***** Study text *****

Though vastly different in emphasis, all of these thinkers grappled with the same question: How does change work at the deepest level, and what are its signatures? Whereas Gramsci analyzed ideological legitimacy and Foucault interrogated epistemes, Braudel listened for change in the patterns of daily life, and Polanyi tracked institutional responses to economic upheaval.

These lenses are not crystal balls, but they offer ways of detecting institutional realignments. They help clarify the difference between sweeping transformations, like the one Thomas Avery experienced, and more gradual shifts, like those that occurred during Mary Gonzalez’s life. They suggest that structural shifts often begin at the margins — through accumulating anomalies in norms and expectations, as well as institutional friction — signaling that deeper transformations are in progress.

USING THE FRAMEWORKS

If AI marks the beginning of a structural transformation, the signs are scattered and subtle: collapsing legitimacy; reconfigured routines; and shifts in how work, value, and time are organized. Despite their differences, both Gramsci and Braudel would likely recognize the current moment as one of meaningful disturbance where structural change is possible.

***** Extracted information *****

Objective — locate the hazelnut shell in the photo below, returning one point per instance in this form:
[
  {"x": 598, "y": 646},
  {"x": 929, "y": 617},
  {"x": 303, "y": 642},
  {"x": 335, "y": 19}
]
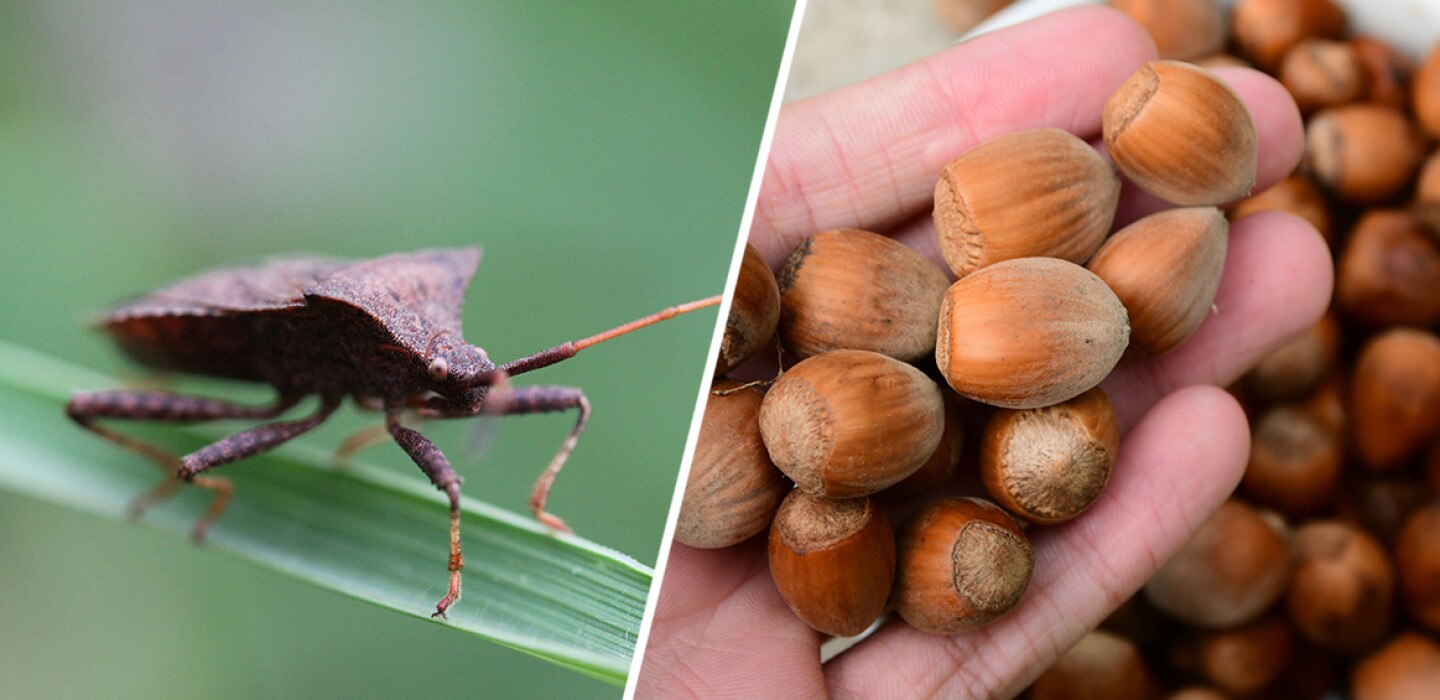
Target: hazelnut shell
[
  {"x": 733, "y": 488},
  {"x": 1165, "y": 268},
  {"x": 851, "y": 422},
  {"x": 753, "y": 311},
  {"x": 1028, "y": 333},
  {"x": 1182, "y": 134},
  {"x": 1050, "y": 464},
  {"x": 854, "y": 290},
  {"x": 1031, "y": 193},
  {"x": 833, "y": 561},
  {"x": 962, "y": 563}
]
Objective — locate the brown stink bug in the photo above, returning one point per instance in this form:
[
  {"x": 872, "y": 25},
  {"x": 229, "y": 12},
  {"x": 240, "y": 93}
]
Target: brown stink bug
[{"x": 383, "y": 331}]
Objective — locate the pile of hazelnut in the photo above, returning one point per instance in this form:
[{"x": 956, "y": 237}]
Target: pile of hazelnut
[
  {"x": 1321, "y": 576},
  {"x": 886, "y": 362}
]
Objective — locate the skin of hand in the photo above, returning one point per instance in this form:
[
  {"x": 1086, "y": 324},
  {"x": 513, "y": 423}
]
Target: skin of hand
[{"x": 867, "y": 157}]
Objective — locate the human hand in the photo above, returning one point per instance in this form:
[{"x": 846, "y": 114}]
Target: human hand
[{"x": 867, "y": 157}]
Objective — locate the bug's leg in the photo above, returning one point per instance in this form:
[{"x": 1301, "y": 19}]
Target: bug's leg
[
  {"x": 241, "y": 445},
  {"x": 438, "y": 468},
  {"x": 124, "y": 405},
  {"x": 566, "y": 350},
  {"x": 545, "y": 399}
]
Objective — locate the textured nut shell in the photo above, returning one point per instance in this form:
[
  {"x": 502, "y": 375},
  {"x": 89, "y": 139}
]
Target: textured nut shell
[
  {"x": 1028, "y": 333},
  {"x": 1031, "y": 193},
  {"x": 964, "y": 563},
  {"x": 1417, "y": 562},
  {"x": 1426, "y": 92},
  {"x": 753, "y": 311},
  {"x": 833, "y": 561},
  {"x": 1181, "y": 29},
  {"x": 851, "y": 422},
  {"x": 939, "y": 468},
  {"x": 1050, "y": 464},
  {"x": 1295, "y": 461},
  {"x": 1404, "y": 669},
  {"x": 1182, "y": 134},
  {"x": 1386, "y": 72},
  {"x": 1342, "y": 591},
  {"x": 1100, "y": 666},
  {"x": 1165, "y": 268},
  {"x": 1318, "y": 74},
  {"x": 1299, "y": 366},
  {"x": 856, "y": 290},
  {"x": 1244, "y": 660},
  {"x": 1362, "y": 153},
  {"x": 1390, "y": 271},
  {"x": 1266, "y": 29},
  {"x": 1230, "y": 571},
  {"x": 733, "y": 488},
  {"x": 1396, "y": 396}
]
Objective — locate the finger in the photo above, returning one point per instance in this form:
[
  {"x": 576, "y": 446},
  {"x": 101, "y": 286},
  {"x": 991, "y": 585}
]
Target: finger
[
  {"x": 722, "y": 630},
  {"x": 1276, "y": 284},
  {"x": 1279, "y": 140},
  {"x": 867, "y": 156},
  {"x": 1174, "y": 470}
]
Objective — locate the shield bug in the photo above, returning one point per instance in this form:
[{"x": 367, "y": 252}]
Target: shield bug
[{"x": 383, "y": 331}]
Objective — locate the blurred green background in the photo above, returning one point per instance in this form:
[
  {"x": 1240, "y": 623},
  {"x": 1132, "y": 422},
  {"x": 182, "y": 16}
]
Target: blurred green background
[{"x": 601, "y": 153}]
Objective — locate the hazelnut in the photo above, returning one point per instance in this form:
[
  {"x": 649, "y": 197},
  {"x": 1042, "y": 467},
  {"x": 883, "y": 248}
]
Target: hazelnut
[
  {"x": 856, "y": 290},
  {"x": 1296, "y": 368},
  {"x": 1099, "y": 667},
  {"x": 1381, "y": 503},
  {"x": 1221, "y": 61},
  {"x": 1242, "y": 661},
  {"x": 1197, "y": 693},
  {"x": 1266, "y": 29},
  {"x": 1396, "y": 396},
  {"x": 1296, "y": 195},
  {"x": 1050, "y": 464},
  {"x": 1362, "y": 153},
  {"x": 1342, "y": 589},
  {"x": 1165, "y": 268},
  {"x": 1388, "y": 272},
  {"x": 939, "y": 468},
  {"x": 833, "y": 561},
  {"x": 1424, "y": 92},
  {"x": 1181, "y": 29},
  {"x": 755, "y": 308},
  {"x": 851, "y": 422},
  {"x": 1404, "y": 669},
  {"x": 1427, "y": 187},
  {"x": 1031, "y": 193},
  {"x": 733, "y": 488},
  {"x": 1319, "y": 72},
  {"x": 1295, "y": 463},
  {"x": 1182, "y": 134},
  {"x": 962, "y": 563},
  {"x": 1230, "y": 571},
  {"x": 1417, "y": 562},
  {"x": 1386, "y": 72},
  {"x": 1005, "y": 342}
]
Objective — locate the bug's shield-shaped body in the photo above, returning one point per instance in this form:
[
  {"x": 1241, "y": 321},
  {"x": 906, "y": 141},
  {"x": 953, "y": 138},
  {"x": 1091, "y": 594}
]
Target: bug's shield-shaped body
[
  {"x": 310, "y": 324},
  {"x": 385, "y": 331}
]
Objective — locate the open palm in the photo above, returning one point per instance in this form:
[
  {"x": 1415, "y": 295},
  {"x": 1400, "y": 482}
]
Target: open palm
[{"x": 867, "y": 157}]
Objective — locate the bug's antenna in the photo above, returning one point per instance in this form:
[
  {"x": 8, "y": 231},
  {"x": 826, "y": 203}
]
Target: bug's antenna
[{"x": 566, "y": 350}]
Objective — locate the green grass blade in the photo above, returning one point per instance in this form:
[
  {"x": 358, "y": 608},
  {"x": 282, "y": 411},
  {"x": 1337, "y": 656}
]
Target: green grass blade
[{"x": 362, "y": 532}]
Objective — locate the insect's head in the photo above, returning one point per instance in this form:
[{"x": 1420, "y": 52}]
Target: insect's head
[{"x": 457, "y": 378}]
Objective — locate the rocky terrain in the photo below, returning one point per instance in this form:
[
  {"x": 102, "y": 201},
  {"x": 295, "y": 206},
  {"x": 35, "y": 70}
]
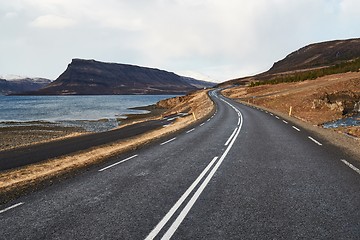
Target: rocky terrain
[
  {"x": 90, "y": 77},
  {"x": 14, "y": 86}
]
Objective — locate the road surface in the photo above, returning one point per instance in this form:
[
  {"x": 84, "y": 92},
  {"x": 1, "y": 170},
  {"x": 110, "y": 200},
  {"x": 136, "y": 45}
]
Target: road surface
[
  {"x": 23, "y": 156},
  {"x": 241, "y": 174}
]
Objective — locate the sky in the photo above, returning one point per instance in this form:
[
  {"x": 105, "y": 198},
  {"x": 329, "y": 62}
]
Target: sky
[{"x": 214, "y": 40}]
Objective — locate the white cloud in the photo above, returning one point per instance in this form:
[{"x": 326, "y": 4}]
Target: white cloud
[{"x": 218, "y": 39}]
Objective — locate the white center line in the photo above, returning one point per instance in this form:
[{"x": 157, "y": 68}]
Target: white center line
[
  {"x": 167, "y": 217},
  {"x": 112, "y": 165},
  {"x": 296, "y": 128},
  {"x": 167, "y": 141},
  {"x": 231, "y": 136},
  {"x": 315, "y": 141},
  {"x": 192, "y": 201},
  {"x": 11, "y": 207},
  {"x": 190, "y": 130},
  {"x": 351, "y": 166}
]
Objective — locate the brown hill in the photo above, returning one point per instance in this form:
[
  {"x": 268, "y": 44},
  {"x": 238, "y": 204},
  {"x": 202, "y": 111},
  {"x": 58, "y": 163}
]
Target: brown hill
[
  {"x": 8, "y": 87},
  {"x": 90, "y": 77},
  {"x": 318, "y": 55}
]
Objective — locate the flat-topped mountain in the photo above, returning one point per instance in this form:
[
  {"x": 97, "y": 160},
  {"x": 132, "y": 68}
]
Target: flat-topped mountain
[
  {"x": 14, "y": 86},
  {"x": 90, "y": 77}
]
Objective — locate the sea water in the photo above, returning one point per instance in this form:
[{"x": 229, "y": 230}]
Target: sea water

*****

> _Exercise 1_
From the passage on structural change, copy word for word the part from "Though vastly different" up to and including "are in progress.".
> _Exercise 2_
In the passage on structural change, where did Braudel listen for change?
> _Exercise 3_
For each statement, decide whether it agrees with the passage on structural change, answering yes or no and quoting the words of the passage that settle it.
(a) Foucault analyzed ideological legitimacy.
(b) The lenses are presented as crystal balls.
(c) Structural shifts often begin at the margins.

> _Exercise result 1_
Though vastly different in emphasis, all of these thinkers grappled with the same question: How does change work at the deepest level, and what are its signatures? Whereas Gramsci analyzed ideological legitimacy and Foucault interrogated epistemes, Braudel listened for change in the patterns of daily life, and Polanyi tracked institutional responses to economic upheaval.

These lenses are not crystal balls, but they offer ways of detecting institutional realignments. They help clarify the difference between sweeping transformations, like the one Thomas Avery experienced, and more gradual shifts, like those that occurred during Mary Gonzalez’s life. They suggest that structural shifts often begin at the margins — through accumulating anomalies in norms and expectations, as well as institutional friction — signaling that deeper transformations are in progress.

> _Exercise result 2_
In the patterns of daily life.

> _Exercise result 3_
(a) No: "Gramsci analyzed ideological legitimacy and Foucault interrogated epistemes"
(b) No: "These lenses are not crystal balls"
(c) Yes: "structural shifts often begin at the margins"